[Liste des activités]
[A] Dans le texte source, remplacez « anachorète » par « ermite » dans tout ce qui va de « Et c'est bien » jusqu'à « sous une tente. », puis recopiez ce passage.
[B] Reprenez le texte sur l'enquête d'Archibald Sirauton là où il s'arrête et écrivez la suite.

##### Texte source

Et c'est bien là que ça se complique.
Le commissaire Poussin de Lyon, un personnage prétentieux et incapable, et son adjoint Bordas, véritable dictionnaire des procédures policières, ont bien été prévenus par Edmonde Pillorget et par Jarry, mais rien n'y fait, aucune trace d'Eric et pendant ce temps les Chais risquent de prendre l'eau.
Au cœur de la Dombes, un anachorète qui vit près d'un lac recueille un chemineau et lui propose de s'installer sous une tente.
Une enquête de plus pour Archibald Sirauton, dont le lecteur a pu lire une précédente aventure dans Le Vignoble du Diable (Si ce n'est fait, n'hésitez pas à le commander chez votre libraire à défaut de pouvoir le trouver chez votre caviste), aventure qui ne manque pas de piquant. Ou plutôt de perlant comme ces fines bulles du Beaujolais nouveau qui titillent vos papilles. Archi est un personnage atypique, vêtu de bric et de broc, des vêtements que l'on trouve qu'au Pérou et autres contrées incas et des colifichets en provenance directe d'Asie. Ancien Juge, il est devenu maire à la demande générale, personne ne désirant briguer le fauteuil de l'édile ce qui permet à tout un chacun de récriminer sans cesse. Il est assisté de Bougonne, déjà présentée, de Filoche, un jeune homme qui aurait pu mal tourner si Archi ne s'était pas intéressé à lui lors d'un procès, et enfin de Tirebouchon, un aimable canin à qui il ne manque que la parole. Et pourtant parfois, il en aurait des choses à dire, mais en vieux sage il préfère se taire.

##########
##### Données fournies

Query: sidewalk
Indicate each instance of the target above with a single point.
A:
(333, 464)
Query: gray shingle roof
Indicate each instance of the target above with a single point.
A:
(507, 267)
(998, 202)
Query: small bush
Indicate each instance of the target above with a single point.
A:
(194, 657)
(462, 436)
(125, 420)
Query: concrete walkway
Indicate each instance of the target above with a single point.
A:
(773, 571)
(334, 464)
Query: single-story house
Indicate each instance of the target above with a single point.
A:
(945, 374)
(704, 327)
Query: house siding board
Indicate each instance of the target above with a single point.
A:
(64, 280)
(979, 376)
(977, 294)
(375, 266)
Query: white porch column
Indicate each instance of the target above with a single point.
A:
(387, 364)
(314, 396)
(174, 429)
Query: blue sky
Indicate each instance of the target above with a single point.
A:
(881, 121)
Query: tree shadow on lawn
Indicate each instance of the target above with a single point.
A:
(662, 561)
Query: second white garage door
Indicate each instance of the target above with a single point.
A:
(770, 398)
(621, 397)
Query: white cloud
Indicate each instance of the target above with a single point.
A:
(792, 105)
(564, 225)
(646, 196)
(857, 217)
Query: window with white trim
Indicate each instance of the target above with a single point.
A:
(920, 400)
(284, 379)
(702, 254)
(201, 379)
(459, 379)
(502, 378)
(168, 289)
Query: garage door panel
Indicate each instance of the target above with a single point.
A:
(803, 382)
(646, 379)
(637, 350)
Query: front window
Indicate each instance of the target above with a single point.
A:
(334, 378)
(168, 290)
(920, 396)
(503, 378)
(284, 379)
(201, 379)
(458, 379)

##########

[Résultats des exercices]
[A]
Et c'est bien là que ça se complique.
Le commissaire Poussin de Lyon, un personnage prétentieux et incapable, et son adjoint Bordas, véritable dictionnaire des procédures policières, ont bien été prévenus par Edmonde Pillorget et par Jarry, mais rien n'y fait, aucune trace d'Eric et pendant ce temps les Chais risquent de prendre l'eau.
Au cœur de la Dombes, un ermite qui vit près d'un lac recueille un chemineau et lui propose de s'installer sous une tente.

[B]
Archi va donc rencontrer la famille Pillorget en leur Chais, surnommé le Chais des Ambitieux, mais qui dit ambition ne signifie pas forcément union, et Archi sera à même de s'en rendre compte. Seuls Jarry, de par ses fonctions et son honnêteté affichée, et Maxime le filleul de Pillorget, lui semblent loyaux et peu intéressés. L'intrigue comporte plusieurs entrées, et Archi sera aidé efficacement dans certaines démarches par le capitaine de gendarmerie Fernandez, qui emploie volontiers des néologismes issus de la contraction de deux mots, tel que mervéfique, et surtout de Xa, sa compagne qui est obligée de se rendre souvent à Paris, son métier de comédienne intermittente du spectacle la réclamant souvent.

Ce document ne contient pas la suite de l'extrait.